Document excerpt:

※

Divine love is hard for me to comprehend. Why would someone innocent and kind agree to suffer for the hideous, for the murderers and malfactors of the world? Who hasn’t experienced betrayal at the hands of a lover or friend? The human reaction would be to go and kill that person or else take justice for the wrongs he or she has wrought on you. It seems counter-intuitive, almost stupid, that it is for the people who most do you harm that you would be willing to spill your blood, to give your precious life in an excruciatingly agonizing way. It’s like the young victim of 12 offering to go to the electric chair for her rapist and murderer?
Why?
Sometimes I can’t understand it.
Except that I know it has something to do with love. That it has something to do with faith. And hope.
First love. God must love His creation so deeply that He is willing to die for it. That underneath the murderer and the liar and the thief He sees the child of God. He sees the limitless power in that human being. Second, faith. So deep is His understanding of His creatures that He is willing to die to bring us back. To remind us that we are so worthy, so valuable even in our lowest that God can die in our stead.
Forgiveness is easier when you love. And God has showed us that He can forgive even the most despicable of us. We are worth the price of His most precious blood. We are worthy to be redeemed because despite what we think and feel about ourselves, despite what we think or feel about God, He has faith in us. He believes that we can change our ways, that we can hear His call, that we can come to know that we are children of God and worthy of our nobility. Ultimately Jesus hanging on the Cross has more to do with us, humanity, than Him.

※

Region labeling records:
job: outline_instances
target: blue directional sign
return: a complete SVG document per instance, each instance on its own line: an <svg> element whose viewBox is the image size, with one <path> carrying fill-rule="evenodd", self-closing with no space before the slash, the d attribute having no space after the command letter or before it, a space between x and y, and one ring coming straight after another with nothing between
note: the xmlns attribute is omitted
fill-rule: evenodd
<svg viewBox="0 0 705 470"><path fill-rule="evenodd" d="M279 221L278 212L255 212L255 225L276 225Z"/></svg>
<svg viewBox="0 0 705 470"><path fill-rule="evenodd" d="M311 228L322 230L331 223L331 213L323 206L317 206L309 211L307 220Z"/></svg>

※

Tasks:
1. Quote every sentence in the reflection on divine love that ends with a question mark.
2. Write out, word for word, the stretch of the reflection on divine love starting at "Except that I" and ending at "in our stead.".
These records have no connection to the reflection on divine love.

Solution set:
1.
- Why would someone innocent and kind agree to suffer for the hideous, for the murderers and malfactors of the world?
- Who hasn’t experienced betrayal at the hands of a lover or friend?
- It’s like the young victim of 12 offering to go to the electric chair for her rapist and murderer?
- Why?

2.
Except that I know it has something to do with love. That it has something to do with faith. And hope.
First love. God must love His creation so deeply that He is willing to die for it. That underneath the murderer and the liar and the thief He sees the child of God. He sees the limitless power in that human being. Second, faith. So deep is His understanding of His creatures that He is willing to die to bring us back. To remind us that we are so worthy, so valuable even in our lowest that God can die in our stead.